*Request*
Copy out the lines of the records from the line containing "[bbox-request] portrait placard" through the line containing "169,48 -> 185,59", inclusive, reproducing them verbatim.

-------- Given data

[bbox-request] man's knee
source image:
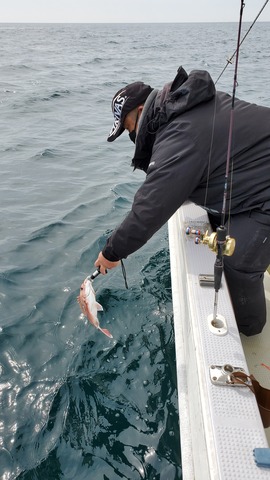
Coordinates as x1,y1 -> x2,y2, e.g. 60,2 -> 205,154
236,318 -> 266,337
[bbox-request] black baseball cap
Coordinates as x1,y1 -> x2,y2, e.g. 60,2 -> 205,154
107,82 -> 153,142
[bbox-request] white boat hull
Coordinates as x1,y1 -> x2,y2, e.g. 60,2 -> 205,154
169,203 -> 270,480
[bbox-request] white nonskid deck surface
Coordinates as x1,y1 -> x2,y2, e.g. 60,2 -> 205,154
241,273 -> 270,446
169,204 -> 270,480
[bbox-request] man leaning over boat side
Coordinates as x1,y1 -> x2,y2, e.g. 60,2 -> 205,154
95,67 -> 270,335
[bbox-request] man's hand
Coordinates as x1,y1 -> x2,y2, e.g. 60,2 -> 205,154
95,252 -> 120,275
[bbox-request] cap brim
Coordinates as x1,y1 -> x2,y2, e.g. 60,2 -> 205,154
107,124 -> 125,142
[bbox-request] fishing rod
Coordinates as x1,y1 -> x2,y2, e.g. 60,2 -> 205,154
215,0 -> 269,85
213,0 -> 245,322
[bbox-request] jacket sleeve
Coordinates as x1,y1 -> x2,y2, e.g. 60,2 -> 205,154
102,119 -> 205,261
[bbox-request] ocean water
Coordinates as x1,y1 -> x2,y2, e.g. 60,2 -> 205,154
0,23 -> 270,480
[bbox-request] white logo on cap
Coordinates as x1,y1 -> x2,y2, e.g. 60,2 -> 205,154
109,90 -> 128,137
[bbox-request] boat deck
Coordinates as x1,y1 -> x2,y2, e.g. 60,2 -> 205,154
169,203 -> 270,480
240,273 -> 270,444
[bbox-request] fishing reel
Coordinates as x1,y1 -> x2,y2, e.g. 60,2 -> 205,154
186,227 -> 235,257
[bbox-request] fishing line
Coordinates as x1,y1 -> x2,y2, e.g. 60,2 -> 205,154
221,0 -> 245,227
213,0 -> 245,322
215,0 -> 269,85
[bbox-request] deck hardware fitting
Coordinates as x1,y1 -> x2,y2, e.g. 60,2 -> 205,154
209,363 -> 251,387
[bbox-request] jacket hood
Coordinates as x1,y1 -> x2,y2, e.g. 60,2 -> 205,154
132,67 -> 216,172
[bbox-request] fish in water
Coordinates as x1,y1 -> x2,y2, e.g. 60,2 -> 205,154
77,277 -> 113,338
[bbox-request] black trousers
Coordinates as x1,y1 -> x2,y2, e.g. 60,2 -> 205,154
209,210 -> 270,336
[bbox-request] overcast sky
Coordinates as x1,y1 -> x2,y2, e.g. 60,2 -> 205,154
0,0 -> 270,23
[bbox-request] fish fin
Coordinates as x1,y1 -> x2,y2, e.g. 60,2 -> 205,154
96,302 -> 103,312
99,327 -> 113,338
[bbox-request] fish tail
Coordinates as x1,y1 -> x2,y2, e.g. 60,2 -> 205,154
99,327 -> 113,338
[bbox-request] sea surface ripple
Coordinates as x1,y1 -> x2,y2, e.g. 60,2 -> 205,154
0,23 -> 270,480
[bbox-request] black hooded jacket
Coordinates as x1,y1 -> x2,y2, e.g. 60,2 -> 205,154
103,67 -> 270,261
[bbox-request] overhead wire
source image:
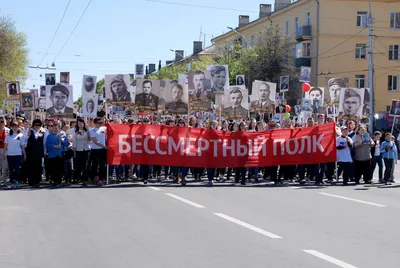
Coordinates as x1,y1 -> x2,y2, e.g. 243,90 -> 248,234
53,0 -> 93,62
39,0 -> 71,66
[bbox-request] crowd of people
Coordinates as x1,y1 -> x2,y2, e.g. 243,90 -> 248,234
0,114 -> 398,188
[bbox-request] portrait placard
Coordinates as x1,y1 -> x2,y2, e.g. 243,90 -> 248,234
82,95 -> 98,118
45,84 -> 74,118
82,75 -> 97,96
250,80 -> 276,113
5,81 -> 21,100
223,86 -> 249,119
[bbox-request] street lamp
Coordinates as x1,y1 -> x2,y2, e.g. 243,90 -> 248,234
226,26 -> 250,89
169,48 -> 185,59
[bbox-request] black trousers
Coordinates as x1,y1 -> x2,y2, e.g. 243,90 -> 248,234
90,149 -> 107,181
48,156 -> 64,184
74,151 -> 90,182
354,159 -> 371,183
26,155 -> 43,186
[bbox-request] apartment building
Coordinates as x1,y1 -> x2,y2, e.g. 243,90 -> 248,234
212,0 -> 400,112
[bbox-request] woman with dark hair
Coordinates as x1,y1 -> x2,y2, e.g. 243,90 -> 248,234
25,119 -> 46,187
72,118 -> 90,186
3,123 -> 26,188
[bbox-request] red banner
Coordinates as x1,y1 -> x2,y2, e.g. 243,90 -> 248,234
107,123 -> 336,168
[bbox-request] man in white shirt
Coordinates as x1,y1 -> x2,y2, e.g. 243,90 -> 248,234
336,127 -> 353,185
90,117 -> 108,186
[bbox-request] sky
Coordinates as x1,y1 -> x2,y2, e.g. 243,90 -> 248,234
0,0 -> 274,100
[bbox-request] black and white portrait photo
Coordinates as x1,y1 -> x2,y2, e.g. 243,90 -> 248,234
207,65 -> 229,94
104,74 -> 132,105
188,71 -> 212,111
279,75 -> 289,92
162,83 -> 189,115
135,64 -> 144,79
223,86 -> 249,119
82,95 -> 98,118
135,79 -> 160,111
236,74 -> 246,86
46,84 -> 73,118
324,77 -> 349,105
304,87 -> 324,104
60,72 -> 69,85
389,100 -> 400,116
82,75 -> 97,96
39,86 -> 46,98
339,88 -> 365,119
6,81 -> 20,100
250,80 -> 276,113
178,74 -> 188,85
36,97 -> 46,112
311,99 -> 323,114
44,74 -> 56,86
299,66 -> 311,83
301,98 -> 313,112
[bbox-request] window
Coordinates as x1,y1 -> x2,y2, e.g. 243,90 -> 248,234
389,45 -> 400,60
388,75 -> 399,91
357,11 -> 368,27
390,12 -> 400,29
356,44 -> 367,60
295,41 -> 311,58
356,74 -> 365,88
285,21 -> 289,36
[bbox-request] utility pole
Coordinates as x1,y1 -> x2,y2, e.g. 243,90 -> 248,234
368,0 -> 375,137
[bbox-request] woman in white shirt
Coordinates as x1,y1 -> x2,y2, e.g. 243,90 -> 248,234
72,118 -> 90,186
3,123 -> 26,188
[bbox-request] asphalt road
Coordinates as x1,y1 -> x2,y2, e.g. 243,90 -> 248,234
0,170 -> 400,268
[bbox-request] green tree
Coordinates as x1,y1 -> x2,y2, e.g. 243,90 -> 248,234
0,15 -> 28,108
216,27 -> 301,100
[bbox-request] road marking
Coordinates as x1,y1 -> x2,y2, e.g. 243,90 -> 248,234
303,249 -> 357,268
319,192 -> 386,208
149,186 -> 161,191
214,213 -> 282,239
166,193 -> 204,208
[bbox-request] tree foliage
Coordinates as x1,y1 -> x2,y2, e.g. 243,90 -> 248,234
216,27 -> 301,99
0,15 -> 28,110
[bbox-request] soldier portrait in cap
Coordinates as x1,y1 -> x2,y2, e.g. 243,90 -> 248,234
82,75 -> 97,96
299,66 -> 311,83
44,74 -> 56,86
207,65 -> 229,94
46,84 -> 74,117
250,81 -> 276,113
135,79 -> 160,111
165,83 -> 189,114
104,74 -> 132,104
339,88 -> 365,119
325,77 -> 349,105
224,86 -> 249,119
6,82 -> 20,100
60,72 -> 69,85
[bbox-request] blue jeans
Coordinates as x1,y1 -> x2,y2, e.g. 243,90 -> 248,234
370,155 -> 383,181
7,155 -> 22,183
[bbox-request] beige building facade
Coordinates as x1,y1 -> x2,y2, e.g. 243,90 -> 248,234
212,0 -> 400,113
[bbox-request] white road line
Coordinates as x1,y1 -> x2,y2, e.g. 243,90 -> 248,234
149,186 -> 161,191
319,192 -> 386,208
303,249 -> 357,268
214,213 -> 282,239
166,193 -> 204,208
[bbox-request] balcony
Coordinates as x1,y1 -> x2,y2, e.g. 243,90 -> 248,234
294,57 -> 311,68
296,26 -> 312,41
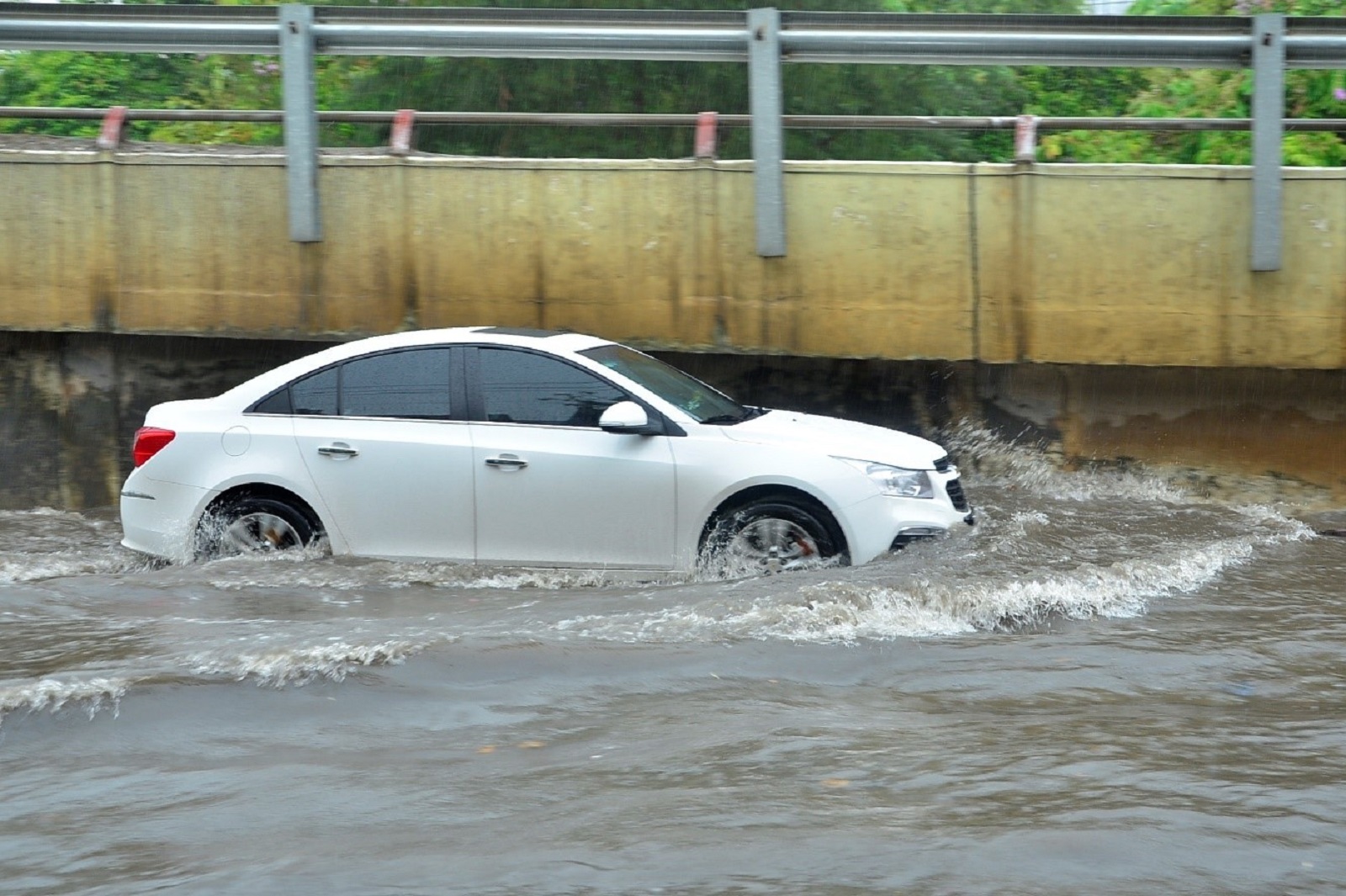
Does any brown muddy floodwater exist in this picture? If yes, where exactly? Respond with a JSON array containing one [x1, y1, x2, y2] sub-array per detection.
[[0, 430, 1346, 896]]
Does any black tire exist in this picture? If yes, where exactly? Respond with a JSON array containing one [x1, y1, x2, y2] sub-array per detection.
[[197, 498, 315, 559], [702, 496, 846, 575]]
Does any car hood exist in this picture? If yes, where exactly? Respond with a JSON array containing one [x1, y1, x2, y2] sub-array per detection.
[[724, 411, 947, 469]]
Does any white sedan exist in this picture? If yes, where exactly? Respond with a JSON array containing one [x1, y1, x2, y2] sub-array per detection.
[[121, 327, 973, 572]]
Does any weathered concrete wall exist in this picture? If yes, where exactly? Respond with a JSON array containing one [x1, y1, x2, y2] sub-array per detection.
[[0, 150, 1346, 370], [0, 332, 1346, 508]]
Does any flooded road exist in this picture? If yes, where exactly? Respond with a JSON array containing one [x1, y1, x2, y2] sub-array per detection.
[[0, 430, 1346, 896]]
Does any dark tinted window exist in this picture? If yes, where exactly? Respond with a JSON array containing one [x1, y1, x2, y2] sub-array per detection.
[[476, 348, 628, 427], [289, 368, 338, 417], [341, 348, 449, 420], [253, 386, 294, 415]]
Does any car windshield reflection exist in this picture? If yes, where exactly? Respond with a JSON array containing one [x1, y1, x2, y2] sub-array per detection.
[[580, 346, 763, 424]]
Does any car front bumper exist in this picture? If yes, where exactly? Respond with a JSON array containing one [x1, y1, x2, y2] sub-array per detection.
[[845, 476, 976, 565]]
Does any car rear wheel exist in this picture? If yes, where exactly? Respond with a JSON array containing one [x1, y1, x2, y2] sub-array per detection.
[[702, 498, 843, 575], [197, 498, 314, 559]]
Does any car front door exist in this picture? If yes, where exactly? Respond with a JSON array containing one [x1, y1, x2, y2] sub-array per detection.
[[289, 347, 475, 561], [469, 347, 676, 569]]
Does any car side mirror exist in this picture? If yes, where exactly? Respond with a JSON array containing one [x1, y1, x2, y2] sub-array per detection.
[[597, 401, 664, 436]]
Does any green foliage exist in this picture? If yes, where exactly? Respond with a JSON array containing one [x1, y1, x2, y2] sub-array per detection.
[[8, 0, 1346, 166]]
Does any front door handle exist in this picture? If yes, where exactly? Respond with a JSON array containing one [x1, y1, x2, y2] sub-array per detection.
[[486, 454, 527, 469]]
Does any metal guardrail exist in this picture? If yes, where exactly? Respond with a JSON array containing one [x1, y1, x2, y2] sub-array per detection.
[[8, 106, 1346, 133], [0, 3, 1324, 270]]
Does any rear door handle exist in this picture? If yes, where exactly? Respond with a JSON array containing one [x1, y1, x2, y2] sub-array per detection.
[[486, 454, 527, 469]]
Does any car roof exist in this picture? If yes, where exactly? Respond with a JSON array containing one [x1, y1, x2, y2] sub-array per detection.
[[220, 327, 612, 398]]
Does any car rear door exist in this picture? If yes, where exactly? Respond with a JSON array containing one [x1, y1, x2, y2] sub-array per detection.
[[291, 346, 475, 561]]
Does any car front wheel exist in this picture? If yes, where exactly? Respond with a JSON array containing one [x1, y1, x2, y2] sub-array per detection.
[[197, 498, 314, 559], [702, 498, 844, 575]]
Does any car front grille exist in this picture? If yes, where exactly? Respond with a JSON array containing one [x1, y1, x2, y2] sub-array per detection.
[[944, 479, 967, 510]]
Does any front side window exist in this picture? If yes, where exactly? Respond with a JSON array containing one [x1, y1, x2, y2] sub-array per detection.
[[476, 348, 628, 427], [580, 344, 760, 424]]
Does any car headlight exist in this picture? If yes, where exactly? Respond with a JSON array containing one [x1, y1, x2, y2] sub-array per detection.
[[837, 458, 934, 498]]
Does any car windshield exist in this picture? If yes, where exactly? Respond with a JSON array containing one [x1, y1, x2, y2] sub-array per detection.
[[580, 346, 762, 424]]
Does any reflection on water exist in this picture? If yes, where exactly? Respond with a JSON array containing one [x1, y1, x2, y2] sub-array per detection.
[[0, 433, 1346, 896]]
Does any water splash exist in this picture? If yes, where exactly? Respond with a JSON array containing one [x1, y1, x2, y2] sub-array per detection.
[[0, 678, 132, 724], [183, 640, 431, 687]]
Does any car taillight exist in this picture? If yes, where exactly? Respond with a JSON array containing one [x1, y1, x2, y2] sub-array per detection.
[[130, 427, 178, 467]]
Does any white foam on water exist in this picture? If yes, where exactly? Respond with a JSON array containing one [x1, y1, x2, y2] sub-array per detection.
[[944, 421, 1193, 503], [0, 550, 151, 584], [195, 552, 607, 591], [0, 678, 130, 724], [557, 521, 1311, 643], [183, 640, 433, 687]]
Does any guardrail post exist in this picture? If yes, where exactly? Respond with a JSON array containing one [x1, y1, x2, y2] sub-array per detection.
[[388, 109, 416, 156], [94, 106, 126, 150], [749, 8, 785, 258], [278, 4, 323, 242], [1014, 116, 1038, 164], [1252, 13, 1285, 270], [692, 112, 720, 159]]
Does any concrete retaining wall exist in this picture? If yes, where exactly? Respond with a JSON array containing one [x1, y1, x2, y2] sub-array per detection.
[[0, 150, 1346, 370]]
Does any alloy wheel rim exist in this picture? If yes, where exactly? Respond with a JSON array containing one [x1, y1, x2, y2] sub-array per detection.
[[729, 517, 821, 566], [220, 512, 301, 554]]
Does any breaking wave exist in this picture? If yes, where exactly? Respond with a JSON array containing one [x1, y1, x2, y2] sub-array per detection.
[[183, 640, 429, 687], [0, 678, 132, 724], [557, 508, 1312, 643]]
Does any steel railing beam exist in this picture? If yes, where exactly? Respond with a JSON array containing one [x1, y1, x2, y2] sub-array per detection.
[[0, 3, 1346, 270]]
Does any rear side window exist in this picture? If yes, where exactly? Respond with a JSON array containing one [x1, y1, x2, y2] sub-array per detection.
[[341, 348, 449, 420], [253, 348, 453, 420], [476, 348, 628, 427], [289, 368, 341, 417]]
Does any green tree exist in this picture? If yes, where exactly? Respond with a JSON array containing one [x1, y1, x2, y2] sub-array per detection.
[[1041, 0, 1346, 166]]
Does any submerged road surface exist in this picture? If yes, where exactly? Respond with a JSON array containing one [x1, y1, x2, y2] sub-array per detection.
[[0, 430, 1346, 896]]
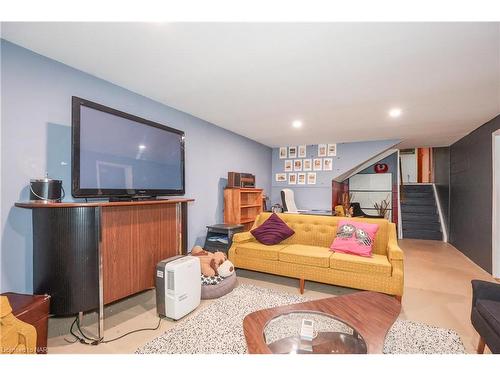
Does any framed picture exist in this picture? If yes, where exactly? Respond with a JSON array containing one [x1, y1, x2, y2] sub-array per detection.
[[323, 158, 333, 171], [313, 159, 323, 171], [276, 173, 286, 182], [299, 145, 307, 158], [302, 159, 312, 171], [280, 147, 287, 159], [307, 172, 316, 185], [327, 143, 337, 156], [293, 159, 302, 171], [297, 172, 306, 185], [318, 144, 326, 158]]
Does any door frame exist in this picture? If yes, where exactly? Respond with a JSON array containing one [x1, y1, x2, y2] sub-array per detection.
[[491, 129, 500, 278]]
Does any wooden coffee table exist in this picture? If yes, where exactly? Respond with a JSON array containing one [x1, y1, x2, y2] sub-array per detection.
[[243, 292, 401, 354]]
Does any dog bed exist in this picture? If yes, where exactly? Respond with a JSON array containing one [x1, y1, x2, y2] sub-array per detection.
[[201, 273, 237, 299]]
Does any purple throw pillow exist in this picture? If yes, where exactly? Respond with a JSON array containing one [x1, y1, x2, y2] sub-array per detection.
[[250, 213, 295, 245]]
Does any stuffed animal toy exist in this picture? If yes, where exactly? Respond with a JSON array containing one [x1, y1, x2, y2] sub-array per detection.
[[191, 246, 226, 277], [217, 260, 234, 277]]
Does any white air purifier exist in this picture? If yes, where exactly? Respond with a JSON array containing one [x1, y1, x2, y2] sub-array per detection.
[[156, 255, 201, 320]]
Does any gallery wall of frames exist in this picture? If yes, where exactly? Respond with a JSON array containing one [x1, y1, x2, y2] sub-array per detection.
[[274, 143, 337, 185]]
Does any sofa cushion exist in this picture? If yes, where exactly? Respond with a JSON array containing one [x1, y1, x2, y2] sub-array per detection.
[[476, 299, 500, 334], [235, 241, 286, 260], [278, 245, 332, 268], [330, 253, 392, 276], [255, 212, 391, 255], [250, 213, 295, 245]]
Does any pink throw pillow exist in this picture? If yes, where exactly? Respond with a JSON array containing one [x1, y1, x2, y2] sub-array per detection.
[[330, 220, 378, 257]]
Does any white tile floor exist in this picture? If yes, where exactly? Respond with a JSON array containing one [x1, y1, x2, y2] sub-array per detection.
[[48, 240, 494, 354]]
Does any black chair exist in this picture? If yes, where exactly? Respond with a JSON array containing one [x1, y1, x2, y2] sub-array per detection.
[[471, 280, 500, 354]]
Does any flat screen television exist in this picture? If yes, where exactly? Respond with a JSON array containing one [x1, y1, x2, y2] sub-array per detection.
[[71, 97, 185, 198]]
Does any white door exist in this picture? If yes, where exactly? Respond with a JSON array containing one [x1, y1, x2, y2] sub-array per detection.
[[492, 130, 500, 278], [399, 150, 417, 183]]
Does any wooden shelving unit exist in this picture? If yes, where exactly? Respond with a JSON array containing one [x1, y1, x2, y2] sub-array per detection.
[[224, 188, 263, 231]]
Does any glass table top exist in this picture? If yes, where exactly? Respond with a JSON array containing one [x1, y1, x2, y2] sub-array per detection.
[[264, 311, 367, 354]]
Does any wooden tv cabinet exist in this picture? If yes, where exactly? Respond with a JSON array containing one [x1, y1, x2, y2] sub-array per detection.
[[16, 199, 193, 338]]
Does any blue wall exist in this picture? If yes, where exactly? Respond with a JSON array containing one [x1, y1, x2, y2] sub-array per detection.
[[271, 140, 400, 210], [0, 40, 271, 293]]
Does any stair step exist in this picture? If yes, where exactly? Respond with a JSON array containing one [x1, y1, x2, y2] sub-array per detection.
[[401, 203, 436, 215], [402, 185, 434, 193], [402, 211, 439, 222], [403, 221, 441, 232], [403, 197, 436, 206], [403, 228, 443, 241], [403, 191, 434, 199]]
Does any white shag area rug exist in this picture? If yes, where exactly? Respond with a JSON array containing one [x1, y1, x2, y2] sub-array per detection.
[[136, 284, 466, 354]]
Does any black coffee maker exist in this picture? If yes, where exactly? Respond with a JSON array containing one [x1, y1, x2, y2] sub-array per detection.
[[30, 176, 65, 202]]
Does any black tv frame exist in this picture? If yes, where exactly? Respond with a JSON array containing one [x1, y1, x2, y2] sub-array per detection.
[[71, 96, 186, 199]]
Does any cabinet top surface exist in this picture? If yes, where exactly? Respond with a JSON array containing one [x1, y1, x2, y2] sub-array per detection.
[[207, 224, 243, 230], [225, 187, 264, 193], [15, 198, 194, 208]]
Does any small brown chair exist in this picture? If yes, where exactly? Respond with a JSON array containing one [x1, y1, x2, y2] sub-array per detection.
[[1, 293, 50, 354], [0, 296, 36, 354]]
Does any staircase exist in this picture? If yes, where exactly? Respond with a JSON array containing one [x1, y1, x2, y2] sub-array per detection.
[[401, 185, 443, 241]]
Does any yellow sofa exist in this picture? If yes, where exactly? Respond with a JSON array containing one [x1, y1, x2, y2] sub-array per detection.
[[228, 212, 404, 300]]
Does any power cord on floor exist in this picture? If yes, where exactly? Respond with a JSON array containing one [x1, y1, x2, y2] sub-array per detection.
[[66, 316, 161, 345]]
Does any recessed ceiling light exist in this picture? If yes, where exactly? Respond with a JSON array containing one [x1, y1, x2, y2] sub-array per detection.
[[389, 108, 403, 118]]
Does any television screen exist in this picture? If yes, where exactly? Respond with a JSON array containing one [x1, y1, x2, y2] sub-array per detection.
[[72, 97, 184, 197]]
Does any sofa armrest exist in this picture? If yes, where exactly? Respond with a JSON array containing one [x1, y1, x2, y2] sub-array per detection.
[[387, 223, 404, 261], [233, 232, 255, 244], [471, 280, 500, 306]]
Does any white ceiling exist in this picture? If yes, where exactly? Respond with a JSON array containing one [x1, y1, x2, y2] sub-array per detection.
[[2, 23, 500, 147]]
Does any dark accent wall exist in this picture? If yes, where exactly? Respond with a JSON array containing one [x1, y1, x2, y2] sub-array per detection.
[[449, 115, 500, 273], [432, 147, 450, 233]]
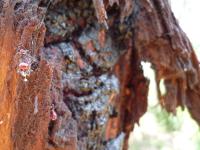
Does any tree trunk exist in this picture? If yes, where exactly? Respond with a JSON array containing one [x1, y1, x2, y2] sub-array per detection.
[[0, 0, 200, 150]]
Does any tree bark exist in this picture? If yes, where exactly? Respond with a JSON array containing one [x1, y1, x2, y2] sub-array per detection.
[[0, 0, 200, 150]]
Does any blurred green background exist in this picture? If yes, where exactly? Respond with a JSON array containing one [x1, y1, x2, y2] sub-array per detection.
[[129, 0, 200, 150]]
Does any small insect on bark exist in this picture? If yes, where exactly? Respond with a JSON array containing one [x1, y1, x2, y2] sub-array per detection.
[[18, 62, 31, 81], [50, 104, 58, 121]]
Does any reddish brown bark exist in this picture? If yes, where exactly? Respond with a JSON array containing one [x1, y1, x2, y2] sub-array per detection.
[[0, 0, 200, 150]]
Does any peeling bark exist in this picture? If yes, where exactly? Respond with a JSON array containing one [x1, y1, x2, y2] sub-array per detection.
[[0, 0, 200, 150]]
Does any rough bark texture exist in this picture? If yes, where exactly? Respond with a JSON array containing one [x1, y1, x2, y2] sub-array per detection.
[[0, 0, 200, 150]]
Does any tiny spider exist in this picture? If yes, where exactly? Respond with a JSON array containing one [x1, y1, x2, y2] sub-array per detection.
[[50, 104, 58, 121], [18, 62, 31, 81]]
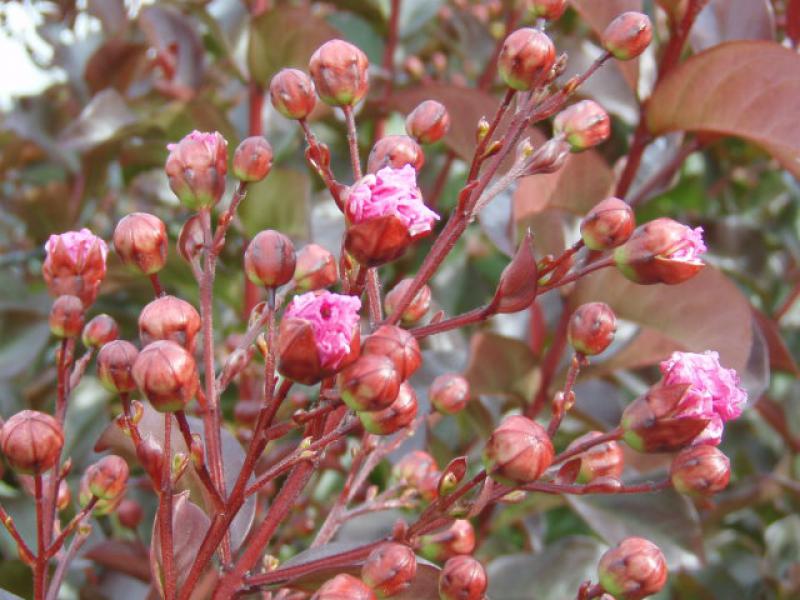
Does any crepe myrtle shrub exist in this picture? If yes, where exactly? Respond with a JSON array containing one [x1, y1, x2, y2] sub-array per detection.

----------------

*Result for this task*
[bbox-request] portrait placard
Coordinates as x1,y1 -> x2,y2, e.g. 243,90 -> 248,234
82,95 -> 98,118
45,84 -> 74,118
82,75 -> 97,96
250,80 -> 276,113
5,81 -> 21,100
223,86 -> 249,119
[bbox-request] street lamp
Coordinates as x1,y1 -> x2,y2, e.g. 243,90 -> 248,234
226,26 -> 250,89
169,48 -> 185,59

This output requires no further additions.